● Set problem
Rewrite the rows below, starting with the line containing "Target: woman in black dress" and going through the end of the rows, replacing "Target" with "Object" and leaving everything else unchanged.

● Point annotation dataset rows
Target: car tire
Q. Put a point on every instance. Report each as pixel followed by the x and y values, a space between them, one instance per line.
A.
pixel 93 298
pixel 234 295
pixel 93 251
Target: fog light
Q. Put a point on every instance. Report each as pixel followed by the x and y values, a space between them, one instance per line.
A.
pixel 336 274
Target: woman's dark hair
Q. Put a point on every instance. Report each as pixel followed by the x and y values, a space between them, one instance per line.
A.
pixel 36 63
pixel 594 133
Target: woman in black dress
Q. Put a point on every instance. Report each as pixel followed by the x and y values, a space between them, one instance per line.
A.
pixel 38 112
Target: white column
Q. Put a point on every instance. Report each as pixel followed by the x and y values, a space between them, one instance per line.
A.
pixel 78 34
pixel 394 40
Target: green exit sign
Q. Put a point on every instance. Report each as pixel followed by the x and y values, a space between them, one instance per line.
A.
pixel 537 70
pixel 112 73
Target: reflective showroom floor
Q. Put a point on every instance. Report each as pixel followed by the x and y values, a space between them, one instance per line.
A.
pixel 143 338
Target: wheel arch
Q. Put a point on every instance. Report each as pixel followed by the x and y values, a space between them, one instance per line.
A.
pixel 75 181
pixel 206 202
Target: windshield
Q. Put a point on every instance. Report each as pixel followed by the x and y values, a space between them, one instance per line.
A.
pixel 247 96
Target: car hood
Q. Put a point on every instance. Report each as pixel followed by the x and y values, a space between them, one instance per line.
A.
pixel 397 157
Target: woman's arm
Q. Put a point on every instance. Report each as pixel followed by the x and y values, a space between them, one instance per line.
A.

● Expected output
Object: woman in black dress
Q. Put a point on every instance. Report each as pixel followed by the x and y values, a space between them, one instance per line.
A.
pixel 38 112
Object: white column
Q. Put a point on every instance. Report each as pixel followed by the x and y values, a space between them, one instance per line.
A.
pixel 78 34
pixel 394 40
Object: green exit sign
Q. Put a point on every instance. Report each as pixel followed by the x and y values, a space between them, one instance per line.
A.
pixel 537 70
pixel 112 73
Object: reflective showroom floor
Q. Put a point on every instance. Report each as pixel followed by the x and y values, a space between them, one instance per line.
A.
pixel 143 338
Object: wheel arch
Q. Put a point on every instance. Report each as pixel followed by the x and y values, a space between them, one instance per line.
A.
pixel 75 181
pixel 206 202
Object: windshield
Q. Put a point on every instance. Report each as pixel followed by the x and y values, a space between them, one instance per line.
A.
pixel 247 96
Object: car hood
Q. Put a point on every instance. Report each as pixel followed by the x and y values, a space between them, one instance per line.
A.
pixel 397 157
Object: woman's arm
Q. Put a point on every instance. Report each as pixel followed by the x and y values, a space between them, one instance per line.
A.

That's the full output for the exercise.